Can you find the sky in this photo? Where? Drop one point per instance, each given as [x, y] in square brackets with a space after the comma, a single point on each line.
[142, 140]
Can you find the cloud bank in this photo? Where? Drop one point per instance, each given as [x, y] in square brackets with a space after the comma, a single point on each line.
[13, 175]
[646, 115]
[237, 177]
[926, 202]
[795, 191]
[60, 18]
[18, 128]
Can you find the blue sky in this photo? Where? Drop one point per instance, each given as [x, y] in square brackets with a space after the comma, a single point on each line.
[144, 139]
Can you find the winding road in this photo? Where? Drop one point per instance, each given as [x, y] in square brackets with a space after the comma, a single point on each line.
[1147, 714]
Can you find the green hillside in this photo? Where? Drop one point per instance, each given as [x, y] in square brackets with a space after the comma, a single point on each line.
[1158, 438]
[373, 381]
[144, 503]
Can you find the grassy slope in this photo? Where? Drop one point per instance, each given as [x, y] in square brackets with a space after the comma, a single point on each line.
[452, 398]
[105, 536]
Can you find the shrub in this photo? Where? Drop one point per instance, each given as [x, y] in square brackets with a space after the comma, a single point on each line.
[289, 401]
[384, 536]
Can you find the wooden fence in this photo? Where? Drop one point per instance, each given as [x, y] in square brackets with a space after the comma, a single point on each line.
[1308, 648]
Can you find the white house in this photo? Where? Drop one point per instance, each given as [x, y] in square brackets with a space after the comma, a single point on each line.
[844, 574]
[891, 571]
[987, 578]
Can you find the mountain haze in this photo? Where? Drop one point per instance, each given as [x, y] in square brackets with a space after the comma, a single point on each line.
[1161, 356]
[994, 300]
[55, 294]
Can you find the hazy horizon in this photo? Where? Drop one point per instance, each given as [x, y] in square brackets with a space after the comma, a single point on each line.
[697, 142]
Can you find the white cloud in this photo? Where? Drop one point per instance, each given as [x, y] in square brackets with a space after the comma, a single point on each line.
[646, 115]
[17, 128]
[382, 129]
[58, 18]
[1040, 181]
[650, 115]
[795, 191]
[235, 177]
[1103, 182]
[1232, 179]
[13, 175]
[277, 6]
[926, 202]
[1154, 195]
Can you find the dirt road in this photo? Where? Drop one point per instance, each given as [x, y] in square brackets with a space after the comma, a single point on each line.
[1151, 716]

__Work instructions__. Swap "Drop" for "Place" throughout all of the records above, and reproduce them with nothing else changed.

__Correct result__.
Can you find the sky in this photo? Where? Place one point per instance, each given as [x, y] in square brackets with a space after the comma, a single point on each line.
[142, 140]
Can you find the cloud bank in this photo? Where? Place one point per instance, each given as [x, y] in square brackets with a space after the comma, a single point on each line.
[13, 175]
[646, 115]
[237, 177]
[926, 202]
[795, 191]
[60, 18]
[18, 128]
Can you find the blue sky in this photo? Where? Place one point per instance, each given as [x, y] in square brackets with a space after the comma, a single point on each line.
[144, 139]
Can you find the winding road in this photo? Where? Place one point per instance, each given as [x, y] in square brackets with a space after the comma, a single point on each line.
[1147, 714]
Can you find the green hillside in this photo? Where? Place one point per instance, each given as [x, y] in square brackets with a space after the comma, a single point on each line.
[1158, 438]
[373, 381]
[144, 503]
Can you find the grassy slope in this photo? Where? Place one point per instance, each given as [x, y] in square brackets with a space after the comma, a single point on each line.
[452, 398]
[105, 536]
Can you find the shrub in this photo? Where? Place one point per instance, each given as [x, y] in square brackets with a space after the comma, a single point on each line.
[289, 401]
[384, 536]
Can you find the wooden fence in this photo? Where? Place one point per instance, each given as [x, y] in square brackets with a space after the comma, a single point on each line.
[1308, 648]
Can you find the white house in this photo? Where? Place one point per instance, each given as [x, y] in square brackets with a space after the comma, a single point on each line.
[844, 574]
[891, 571]
[987, 578]
Can you find the mountain haze in this photo? Where? Place one point per instance, each given as [x, y] in square brackets with a space after the comma, a single point on each line.
[1161, 356]
[994, 300]
[55, 294]
Can you find the hazy horizon in this photo? Where? Place one point per instance, each given as [x, y] in square brackets with a space after the comma, a single point on each line.
[697, 142]
Can you find the white cloud in this photo? Where? Place one point per instance, each given as [x, y] in square brackets with a space after the comma, a single point on each line.
[646, 115]
[17, 128]
[382, 129]
[58, 18]
[1040, 181]
[650, 115]
[795, 191]
[235, 177]
[1103, 182]
[1232, 179]
[13, 175]
[277, 6]
[926, 202]
[1154, 195]
Can you find the dirt road in this photo? Where? Place one point per instance, each given as [x, y] in square brackets with a space after the comma, a single point on each line.
[1151, 716]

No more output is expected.